# PROBLEM DETAILS
Find "of the yellow" in the data below; transcribe the line it appears on and each line after it, exactly, to the end, and nothing else.

────

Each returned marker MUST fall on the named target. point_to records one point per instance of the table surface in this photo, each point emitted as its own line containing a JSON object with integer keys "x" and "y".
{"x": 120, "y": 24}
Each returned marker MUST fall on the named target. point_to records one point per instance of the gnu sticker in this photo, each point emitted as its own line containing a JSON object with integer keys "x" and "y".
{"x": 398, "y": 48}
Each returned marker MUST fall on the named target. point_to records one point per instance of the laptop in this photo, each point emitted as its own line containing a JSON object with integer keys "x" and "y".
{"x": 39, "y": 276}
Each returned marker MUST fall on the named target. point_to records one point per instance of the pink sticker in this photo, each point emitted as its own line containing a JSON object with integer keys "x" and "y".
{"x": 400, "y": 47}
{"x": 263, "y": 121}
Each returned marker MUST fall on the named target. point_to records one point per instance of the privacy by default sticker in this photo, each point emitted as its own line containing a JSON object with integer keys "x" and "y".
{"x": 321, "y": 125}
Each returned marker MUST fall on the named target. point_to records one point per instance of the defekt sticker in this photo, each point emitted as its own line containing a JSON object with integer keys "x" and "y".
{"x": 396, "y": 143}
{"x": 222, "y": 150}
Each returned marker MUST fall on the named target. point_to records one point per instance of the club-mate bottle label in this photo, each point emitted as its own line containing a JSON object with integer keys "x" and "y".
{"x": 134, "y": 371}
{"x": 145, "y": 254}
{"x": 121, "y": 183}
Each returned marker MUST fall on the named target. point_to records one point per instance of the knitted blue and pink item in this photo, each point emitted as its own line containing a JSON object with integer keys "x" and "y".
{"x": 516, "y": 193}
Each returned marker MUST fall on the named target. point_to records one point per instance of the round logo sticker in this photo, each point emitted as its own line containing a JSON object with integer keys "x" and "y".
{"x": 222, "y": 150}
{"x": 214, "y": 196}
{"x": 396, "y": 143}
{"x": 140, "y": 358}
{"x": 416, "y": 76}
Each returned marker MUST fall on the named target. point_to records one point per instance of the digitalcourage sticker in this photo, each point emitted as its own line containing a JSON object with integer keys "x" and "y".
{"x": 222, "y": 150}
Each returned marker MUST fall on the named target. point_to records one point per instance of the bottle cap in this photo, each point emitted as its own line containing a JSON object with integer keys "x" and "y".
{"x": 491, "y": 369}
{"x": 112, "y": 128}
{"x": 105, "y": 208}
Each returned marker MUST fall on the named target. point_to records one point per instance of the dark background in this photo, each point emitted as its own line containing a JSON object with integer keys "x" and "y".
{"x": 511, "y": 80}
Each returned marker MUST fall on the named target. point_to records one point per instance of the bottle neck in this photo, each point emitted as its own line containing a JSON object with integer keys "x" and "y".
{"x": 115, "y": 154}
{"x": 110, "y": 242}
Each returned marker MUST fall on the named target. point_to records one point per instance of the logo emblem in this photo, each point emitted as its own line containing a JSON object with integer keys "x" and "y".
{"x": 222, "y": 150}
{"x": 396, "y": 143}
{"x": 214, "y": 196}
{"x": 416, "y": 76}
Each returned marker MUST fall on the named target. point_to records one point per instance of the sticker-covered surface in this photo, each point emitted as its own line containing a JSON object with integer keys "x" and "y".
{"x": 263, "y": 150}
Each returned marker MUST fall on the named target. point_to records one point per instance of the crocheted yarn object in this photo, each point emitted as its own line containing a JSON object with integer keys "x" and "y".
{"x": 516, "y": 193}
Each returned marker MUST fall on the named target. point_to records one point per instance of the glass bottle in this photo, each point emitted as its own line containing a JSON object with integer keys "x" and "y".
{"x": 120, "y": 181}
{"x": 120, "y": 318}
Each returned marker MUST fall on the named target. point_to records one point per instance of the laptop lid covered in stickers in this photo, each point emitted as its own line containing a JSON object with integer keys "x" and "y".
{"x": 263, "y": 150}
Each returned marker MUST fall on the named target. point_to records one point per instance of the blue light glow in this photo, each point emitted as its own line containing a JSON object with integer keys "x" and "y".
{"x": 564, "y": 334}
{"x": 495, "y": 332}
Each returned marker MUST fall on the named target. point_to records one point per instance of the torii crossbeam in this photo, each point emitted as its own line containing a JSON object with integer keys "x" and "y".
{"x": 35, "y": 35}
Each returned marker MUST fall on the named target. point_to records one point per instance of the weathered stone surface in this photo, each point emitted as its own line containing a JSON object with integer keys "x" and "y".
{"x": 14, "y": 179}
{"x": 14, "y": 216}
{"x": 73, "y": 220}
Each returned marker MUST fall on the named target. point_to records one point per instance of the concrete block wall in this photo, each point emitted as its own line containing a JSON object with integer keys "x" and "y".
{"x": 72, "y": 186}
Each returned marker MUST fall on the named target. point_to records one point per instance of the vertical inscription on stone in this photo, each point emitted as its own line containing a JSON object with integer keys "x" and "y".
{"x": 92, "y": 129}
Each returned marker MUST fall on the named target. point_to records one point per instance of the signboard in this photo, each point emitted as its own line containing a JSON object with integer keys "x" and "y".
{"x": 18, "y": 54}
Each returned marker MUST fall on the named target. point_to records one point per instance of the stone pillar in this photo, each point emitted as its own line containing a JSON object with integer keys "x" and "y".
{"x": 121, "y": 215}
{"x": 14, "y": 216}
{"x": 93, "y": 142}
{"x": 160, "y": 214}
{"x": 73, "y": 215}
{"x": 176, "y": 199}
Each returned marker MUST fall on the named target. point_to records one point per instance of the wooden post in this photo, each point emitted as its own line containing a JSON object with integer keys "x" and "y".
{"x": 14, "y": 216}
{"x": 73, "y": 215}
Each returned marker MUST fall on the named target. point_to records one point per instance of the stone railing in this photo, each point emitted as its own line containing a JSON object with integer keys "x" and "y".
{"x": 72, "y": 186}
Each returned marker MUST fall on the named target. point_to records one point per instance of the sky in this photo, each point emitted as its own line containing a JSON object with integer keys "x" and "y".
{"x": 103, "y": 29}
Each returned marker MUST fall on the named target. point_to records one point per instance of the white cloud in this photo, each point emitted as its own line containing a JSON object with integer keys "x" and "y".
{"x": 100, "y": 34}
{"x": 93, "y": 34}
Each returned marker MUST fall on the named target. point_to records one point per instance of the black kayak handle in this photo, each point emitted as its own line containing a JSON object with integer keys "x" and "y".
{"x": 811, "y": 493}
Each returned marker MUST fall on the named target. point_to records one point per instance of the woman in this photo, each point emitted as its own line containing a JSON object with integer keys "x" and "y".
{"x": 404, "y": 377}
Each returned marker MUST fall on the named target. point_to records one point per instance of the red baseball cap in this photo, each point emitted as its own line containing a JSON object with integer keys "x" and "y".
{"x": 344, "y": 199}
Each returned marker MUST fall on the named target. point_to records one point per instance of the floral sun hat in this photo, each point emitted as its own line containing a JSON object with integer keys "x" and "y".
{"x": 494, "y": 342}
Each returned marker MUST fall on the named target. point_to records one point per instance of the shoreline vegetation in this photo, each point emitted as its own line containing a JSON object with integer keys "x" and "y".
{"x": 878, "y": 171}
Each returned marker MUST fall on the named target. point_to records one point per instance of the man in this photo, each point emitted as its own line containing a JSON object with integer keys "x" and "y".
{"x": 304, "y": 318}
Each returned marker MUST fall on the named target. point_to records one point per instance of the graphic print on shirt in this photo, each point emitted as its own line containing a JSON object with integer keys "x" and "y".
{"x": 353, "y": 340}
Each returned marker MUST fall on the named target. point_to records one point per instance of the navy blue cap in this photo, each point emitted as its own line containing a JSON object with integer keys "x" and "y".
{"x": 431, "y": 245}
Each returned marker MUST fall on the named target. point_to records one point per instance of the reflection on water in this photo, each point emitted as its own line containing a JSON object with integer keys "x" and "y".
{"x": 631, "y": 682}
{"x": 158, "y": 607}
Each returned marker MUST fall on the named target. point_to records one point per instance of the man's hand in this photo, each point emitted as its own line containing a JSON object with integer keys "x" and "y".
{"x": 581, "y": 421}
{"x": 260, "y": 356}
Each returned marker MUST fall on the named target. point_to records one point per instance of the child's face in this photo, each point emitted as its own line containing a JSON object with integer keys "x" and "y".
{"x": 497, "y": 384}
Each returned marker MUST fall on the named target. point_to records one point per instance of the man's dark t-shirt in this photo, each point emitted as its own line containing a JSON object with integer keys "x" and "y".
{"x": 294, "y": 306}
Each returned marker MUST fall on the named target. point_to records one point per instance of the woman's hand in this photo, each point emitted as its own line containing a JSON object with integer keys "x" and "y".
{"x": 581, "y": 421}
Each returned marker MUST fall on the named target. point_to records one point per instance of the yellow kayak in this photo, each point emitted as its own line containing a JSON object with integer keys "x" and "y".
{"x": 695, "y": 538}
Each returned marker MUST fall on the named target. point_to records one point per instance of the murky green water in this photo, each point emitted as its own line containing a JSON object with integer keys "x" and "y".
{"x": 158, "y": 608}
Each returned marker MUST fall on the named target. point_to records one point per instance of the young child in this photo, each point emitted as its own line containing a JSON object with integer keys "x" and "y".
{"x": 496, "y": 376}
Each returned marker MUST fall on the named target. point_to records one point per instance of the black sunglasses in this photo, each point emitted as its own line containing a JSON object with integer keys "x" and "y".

────

# TASK OUTPUT
Each returned marker MUST fall on the named target. point_to records one point per instance of the yellow kayak in this photo, each point emitted as its own line containing a JSON object with integer keys "x" and "y".
{"x": 695, "y": 538}
Each returned marker MUST fall on the named target. point_to records one point per instance of the murky green water in this photo, each point emitted as its own line containing a JSON object with integer keys "x" and "y".
{"x": 158, "y": 608}
Each returned marker MUST fall on the named target. point_to records one point per instance of the young child in this photo, each point emitted as its own line containing a JSON object with integer keys "x" and "y".
{"x": 496, "y": 376}
Each returned marker MUST fall on the named target. point_to records one point per instance of the black sunglasses in this photo, each point emitted as its own line containing a JSON object with integer keys "x" and "y".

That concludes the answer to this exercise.